Pointing dataset records

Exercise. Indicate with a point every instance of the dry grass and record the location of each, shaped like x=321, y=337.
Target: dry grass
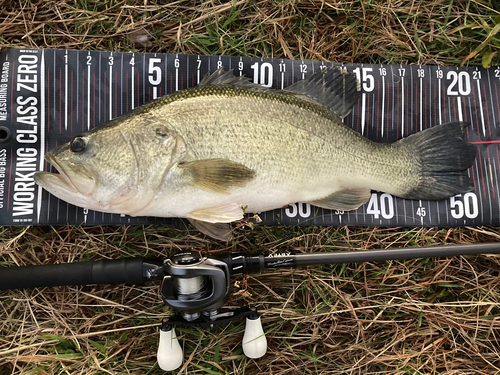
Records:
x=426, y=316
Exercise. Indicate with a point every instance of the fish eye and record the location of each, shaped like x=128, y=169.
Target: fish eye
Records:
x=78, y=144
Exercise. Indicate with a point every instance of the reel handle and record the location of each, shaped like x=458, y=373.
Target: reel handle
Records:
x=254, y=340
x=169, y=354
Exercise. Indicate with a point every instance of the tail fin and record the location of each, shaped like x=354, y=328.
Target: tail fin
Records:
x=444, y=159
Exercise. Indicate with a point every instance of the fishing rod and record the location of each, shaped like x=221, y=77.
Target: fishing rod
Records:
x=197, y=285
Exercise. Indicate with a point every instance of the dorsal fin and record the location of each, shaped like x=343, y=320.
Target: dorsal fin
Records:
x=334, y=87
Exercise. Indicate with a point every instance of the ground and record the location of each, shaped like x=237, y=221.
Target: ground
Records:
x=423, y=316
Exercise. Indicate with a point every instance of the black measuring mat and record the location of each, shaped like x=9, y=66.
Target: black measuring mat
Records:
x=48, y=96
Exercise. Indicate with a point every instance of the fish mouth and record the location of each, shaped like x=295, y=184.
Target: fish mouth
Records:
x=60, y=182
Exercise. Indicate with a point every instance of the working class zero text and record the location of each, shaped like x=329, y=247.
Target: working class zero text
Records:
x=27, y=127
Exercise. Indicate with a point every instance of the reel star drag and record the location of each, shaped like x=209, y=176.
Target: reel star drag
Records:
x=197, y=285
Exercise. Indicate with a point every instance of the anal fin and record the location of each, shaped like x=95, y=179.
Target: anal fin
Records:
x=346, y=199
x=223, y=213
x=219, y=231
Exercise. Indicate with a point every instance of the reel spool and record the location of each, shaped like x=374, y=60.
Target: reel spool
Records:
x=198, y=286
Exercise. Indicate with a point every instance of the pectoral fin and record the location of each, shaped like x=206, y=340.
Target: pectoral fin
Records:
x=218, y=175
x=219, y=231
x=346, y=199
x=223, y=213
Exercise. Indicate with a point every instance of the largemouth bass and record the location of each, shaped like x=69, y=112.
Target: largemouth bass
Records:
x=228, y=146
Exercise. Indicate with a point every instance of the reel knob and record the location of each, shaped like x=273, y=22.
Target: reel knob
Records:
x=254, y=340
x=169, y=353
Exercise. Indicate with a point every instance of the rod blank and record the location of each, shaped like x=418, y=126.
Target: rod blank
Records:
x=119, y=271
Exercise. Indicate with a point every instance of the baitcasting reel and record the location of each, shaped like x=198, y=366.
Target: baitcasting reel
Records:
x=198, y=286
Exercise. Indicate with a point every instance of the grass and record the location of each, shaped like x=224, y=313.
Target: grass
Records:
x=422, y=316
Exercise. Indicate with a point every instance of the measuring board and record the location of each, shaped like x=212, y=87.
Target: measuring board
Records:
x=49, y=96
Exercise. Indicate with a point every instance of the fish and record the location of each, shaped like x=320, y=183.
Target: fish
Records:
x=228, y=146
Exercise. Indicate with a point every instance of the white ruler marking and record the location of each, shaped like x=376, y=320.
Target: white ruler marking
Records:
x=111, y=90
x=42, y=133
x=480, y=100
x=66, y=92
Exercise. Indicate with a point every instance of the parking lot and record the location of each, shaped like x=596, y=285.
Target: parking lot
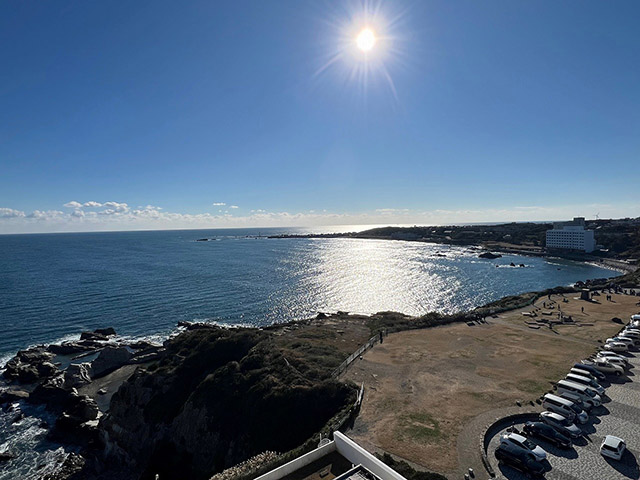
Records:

**TASK DETAILS**. Transcribe the records line for line, from the very start down through the line containing "x=423, y=316", both ends included. Leave the pictures out of your answer.

**SOLUTION**.
Exercise. Indicate with a point every instance of the dry grass and record the location of each, shaped like x=321, y=337.
Target: dry grass
Records:
x=426, y=316
Exercise. Indicate with a point every instance of the fish eye and record the location of each, shaped like x=128, y=169.
Target: fish eye
Records:
x=78, y=144
Exercise. Indicate with a point every instance of the reel handle and record the location of each, shaped like x=458, y=373.
Target: reel handle
Records:
x=254, y=340
x=169, y=354
Exercise. Indicate with a point every instance of the tail fin and record the location of each, shaped like x=354, y=328.
Target: tail fin
Records:
x=444, y=159
Exercise. Indicate with a point every instance of the fishing rod and record the location of each, shaped like x=221, y=77.
Target: fishing rod
Records:
x=197, y=285
Exercise. Indicate with a point every instance of the dorsal fin and record the location of each, shaped like x=343, y=320.
Target: dorsal fin
Records:
x=334, y=87
Exercise. Indicate with a point every instance of the ground and record the location of each, shaped like x=237, y=221.
Target: ground
Records:
x=423, y=316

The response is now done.